Data:
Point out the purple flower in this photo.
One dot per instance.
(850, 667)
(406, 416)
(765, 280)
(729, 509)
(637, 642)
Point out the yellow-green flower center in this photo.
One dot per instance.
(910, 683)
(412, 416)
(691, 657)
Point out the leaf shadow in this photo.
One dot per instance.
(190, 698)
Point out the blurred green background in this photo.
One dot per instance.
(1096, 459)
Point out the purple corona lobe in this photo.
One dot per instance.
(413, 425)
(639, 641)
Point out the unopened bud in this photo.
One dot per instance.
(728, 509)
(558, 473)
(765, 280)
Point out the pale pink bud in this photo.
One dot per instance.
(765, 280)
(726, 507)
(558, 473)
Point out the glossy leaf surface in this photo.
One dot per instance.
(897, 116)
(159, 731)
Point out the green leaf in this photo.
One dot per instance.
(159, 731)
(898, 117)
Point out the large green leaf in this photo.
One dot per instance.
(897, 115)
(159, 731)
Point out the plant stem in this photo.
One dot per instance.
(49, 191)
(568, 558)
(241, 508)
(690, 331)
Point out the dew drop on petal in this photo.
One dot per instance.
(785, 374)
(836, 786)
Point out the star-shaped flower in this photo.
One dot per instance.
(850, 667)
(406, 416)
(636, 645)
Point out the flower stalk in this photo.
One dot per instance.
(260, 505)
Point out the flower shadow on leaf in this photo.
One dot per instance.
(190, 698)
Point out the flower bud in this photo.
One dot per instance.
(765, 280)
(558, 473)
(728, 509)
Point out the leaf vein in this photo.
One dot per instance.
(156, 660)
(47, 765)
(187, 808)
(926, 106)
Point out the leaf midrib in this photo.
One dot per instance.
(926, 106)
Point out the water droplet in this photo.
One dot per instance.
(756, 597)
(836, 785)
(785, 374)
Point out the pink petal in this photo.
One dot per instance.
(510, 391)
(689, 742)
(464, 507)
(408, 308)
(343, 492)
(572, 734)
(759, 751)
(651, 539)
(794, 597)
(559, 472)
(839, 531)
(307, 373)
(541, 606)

Task prompt:
Transcribe the entire listing. Leave every word as it is.

Output:
Point out the purple flower in this photo.
One dot per instance.
(850, 667)
(406, 416)
(765, 280)
(729, 509)
(637, 642)
Point out the yellow-green flower center in this photo.
One dot per instance.
(910, 683)
(412, 416)
(691, 657)
Point out the leaf shadow in this photo.
One dot per instance.
(190, 698)
Point out the blurred green background in this photo.
One dot per instance.
(1096, 459)
Point out the purple corona lobe in this photo.
One dot per instance.
(413, 425)
(639, 641)
Point out the unopened bud in this photo.
One dot per instance.
(728, 509)
(558, 473)
(765, 280)
Point out the pale pink bud in this photo.
One dot per instance.
(765, 280)
(726, 507)
(558, 473)
Point out the glossy leaf surface in this photo.
One dot per instance.
(897, 116)
(159, 731)
Point out the green leaf in this photo.
One dot per instance.
(159, 731)
(898, 117)
Point out the large green leaf in this photo.
One dot per instance.
(897, 115)
(159, 731)
Point out the plant stem in this photo.
One dot per instance.
(49, 191)
(568, 558)
(241, 508)
(690, 331)
Point out the dew drop on petal in this photo.
One dot per instance.
(785, 374)
(836, 786)
Point out the star-shaped flower in this photo.
One dot per instance.
(850, 667)
(406, 416)
(636, 645)
Point out the flower stalk in this photo.
One dot per instance.
(260, 505)
Point out the flower shadow on leaf in this photo.
One dot per instance.
(190, 698)
Point out the flower bud in this photo.
One dot per instance.
(765, 280)
(558, 473)
(728, 509)
Point out the leaf vein in this photo.
One dot per instance.
(156, 660)
(47, 765)
(187, 808)
(926, 106)
Point out the leaf midrib in this photo.
One dot per instance.
(926, 106)
Point out the water droplet in this photo.
One dot per instance.
(756, 597)
(836, 785)
(785, 374)
Point out the pink petal in this photo.
One dot per instance.
(510, 391)
(689, 742)
(464, 507)
(408, 308)
(343, 492)
(572, 734)
(759, 751)
(651, 539)
(794, 597)
(559, 472)
(839, 531)
(307, 373)
(541, 606)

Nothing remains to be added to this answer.